**About this task**.
Set every record down again exactly. Do not carry over the pictures.

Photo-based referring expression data
......

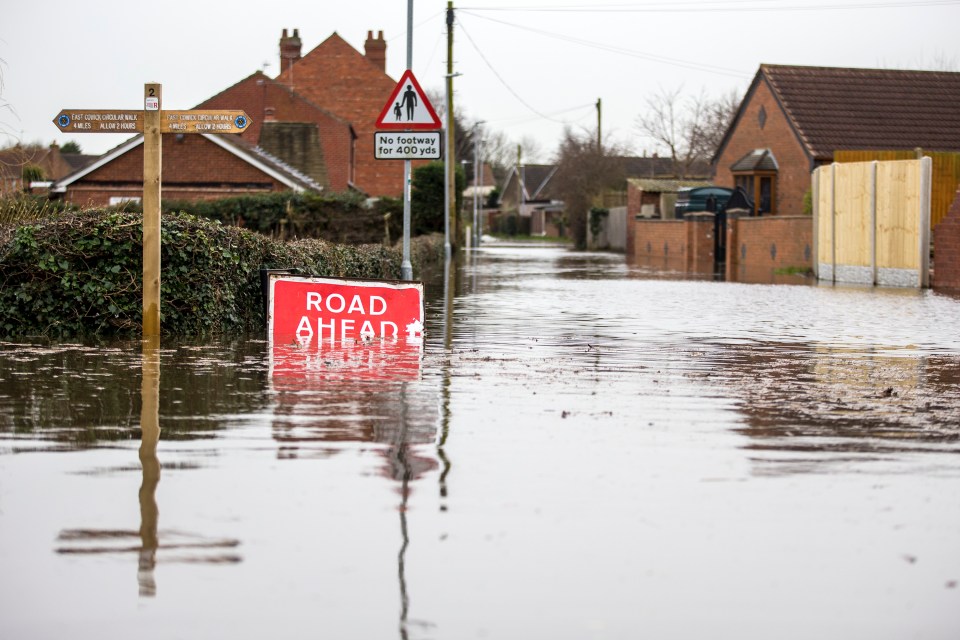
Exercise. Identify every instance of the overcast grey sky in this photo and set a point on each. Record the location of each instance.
(528, 68)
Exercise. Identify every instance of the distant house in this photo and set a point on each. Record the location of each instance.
(793, 119)
(50, 162)
(290, 127)
(531, 193)
(195, 167)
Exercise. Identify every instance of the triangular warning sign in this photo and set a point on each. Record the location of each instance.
(408, 107)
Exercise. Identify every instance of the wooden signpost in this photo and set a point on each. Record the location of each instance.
(152, 122)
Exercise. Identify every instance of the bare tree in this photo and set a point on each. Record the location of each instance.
(689, 128)
(583, 172)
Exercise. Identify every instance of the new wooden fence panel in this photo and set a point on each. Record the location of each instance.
(873, 222)
(853, 222)
(945, 178)
(898, 221)
(823, 221)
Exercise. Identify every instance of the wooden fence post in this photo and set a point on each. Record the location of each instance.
(926, 188)
(151, 209)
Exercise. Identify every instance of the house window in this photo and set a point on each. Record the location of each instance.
(756, 173)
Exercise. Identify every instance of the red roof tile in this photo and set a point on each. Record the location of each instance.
(838, 108)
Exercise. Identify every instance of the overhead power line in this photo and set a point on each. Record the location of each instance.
(652, 57)
(504, 82)
(720, 6)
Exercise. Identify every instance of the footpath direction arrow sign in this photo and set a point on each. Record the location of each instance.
(99, 121)
(408, 108)
(123, 121)
(152, 121)
(203, 121)
(406, 145)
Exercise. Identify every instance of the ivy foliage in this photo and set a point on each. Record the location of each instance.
(80, 273)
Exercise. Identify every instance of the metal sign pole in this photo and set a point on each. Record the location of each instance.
(406, 268)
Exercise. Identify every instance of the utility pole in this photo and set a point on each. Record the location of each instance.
(476, 187)
(452, 217)
(599, 137)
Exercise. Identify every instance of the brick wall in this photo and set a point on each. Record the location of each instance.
(793, 178)
(946, 247)
(767, 244)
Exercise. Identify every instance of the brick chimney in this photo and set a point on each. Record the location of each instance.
(376, 50)
(289, 49)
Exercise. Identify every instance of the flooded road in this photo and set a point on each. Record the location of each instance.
(581, 449)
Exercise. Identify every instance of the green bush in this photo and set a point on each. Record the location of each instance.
(343, 218)
(80, 274)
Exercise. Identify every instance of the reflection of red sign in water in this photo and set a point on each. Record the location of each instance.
(316, 310)
(293, 365)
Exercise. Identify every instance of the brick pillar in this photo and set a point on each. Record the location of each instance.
(946, 249)
(700, 244)
(733, 244)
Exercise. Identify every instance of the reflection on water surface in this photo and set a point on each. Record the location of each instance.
(580, 449)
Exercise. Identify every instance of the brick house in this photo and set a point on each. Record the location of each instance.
(312, 128)
(293, 129)
(792, 119)
(194, 167)
(352, 86)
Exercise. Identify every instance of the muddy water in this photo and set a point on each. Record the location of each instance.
(581, 449)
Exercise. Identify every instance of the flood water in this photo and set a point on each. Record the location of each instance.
(583, 449)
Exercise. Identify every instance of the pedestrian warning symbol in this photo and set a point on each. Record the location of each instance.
(408, 107)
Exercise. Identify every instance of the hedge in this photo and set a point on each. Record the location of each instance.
(80, 274)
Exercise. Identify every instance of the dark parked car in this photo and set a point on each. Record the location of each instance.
(702, 199)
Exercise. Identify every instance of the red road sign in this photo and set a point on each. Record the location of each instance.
(309, 310)
(408, 108)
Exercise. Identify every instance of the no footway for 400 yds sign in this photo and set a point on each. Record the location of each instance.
(420, 145)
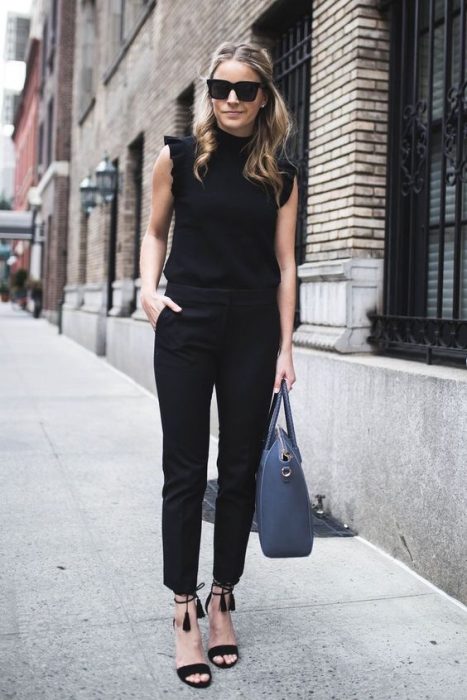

......

**Finished task**.
Exercise. Identify every instance of the overcast grey sky in this photo and set a point on each. Record the location of each instance.
(528, 68)
Exercise. Identify every instance of the distant house in this photo and set a point on each. Record the location of each instance.
(793, 119)
(50, 162)
(290, 127)
(531, 193)
(195, 167)
Exercise. Identify every instance of the triangular warning sign in this photo and set a point on each. Record the location of each instance.
(408, 107)
Exercise. Identify every instance of the wooden signpost in this photo and set a point on each. Record the location of each instance.
(152, 122)
Exercise. Identify every instance of the bare tree in this photo and set a point on each. Record the location of each instance.
(689, 128)
(583, 172)
Exercise. Identify every instance of the new wooden fence panel in this photo and set a point on each. Record the location of each instance.
(873, 222)
(853, 222)
(945, 178)
(898, 221)
(823, 221)
Exercise. Identify every instance of the wooden fence post in this photo and set a point on each. Record the location of each instance.
(926, 188)
(151, 209)
Exercise. Identify every instance of the house window in this photo and set a point on each. Record the location of each instance.
(756, 173)
Exercise. Identify every instance of the red roof tile in this photo and set a point on each. Record the location of each instance.
(838, 108)
Exercise. Identify every instance of the overhead power line in this photo and set a point on each. Record the location of each instance.
(652, 57)
(504, 82)
(720, 6)
Exercise. Identify every instance of the footpath direction arrow sign in this photo and set a point on each. Record the location of each instance.
(99, 121)
(408, 108)
(123, 121)
(152, 121)
(203, 121)
(406, 145)
Exercise. Identify every instance of the ivy foliage in this photo and set a point on each. Record the location of each instance.
(80, 273)
Exercise. Identify every instance of the metal sign pole in this photo and set a point on each. Record the location of each instance.
(406, 268)
Exercise. Identify every instance of the utility pole in this photo and set a point on each. Record the location of each instance.
(476, 187)
(452, 217)
(599, 137)
Exercise. Identify every instance of the brick wall in this photo and set a point on each. Record the location of each instance.
(793, 178)
(946, 247)
(767, 244)
Exercise. Identify every instance of the brick chimney in this photo and set a point on each. Record the location of each instance.
(376, 50)
(289, 49)
Exercise. Identify every instance of the flooded road in this photo and set a point on each. Record the location of each instance.
(581, 449)
Exercise. Identify every instance of the green bush in this photo and set a point on each. Record the location of each instance.
(343, 218)
(80, 274)
Exercise. Identify every instance of the reflection of red sign in water in this photo and set a point on each. Record the location of each instance.
(316, 310)
(293, 365)
Exercise. Identify every instance of the brick pillar in this photo and set a point on each. Record the location of each instance.
(946, 249)
(700, 244)
(733, 244)
Exercise. Identify every instance of the reflection on water surface in this photo and set a point on each. Record the location of each instance.
(580, 449)
Exercise. Identify every instance of the brick house in this photo and set a point on each. Record the location of each instance.
(312, 128)
(293, 129)
(792, 119)
(194, 167)
(352, 86)
Exercise. Identify every instance of the muddy water in this photo and set a point on each. Record the location of each instance.
(581, 449)
Exercise. Identify every instance of the flood water in this photo and set a point on each. Record the location of each instance.
(583, 449)
Exercise. Identify every instance of the pedestrian warning symbol in this photo and set a point on each. Record the location of each instance.
(408, 107)
Exercise. Identify every instance of the hedge in this photo and set a point on each. Record the location of each instance.
(80, 274)
Exercise. Identify every instance of the dark parked car in this photo and set a point on each. Record the location of each instance.
(702, 199)
Exercise. Identify every instance of the red road sign in this photo and set a point on each. Record the location of each instance.
(309, 310)
(408, 108)
Exercise. Identify every instance of the no footway for 400 yds sign in this photo and set a point on each. Record the location of each instance.
(420, 145)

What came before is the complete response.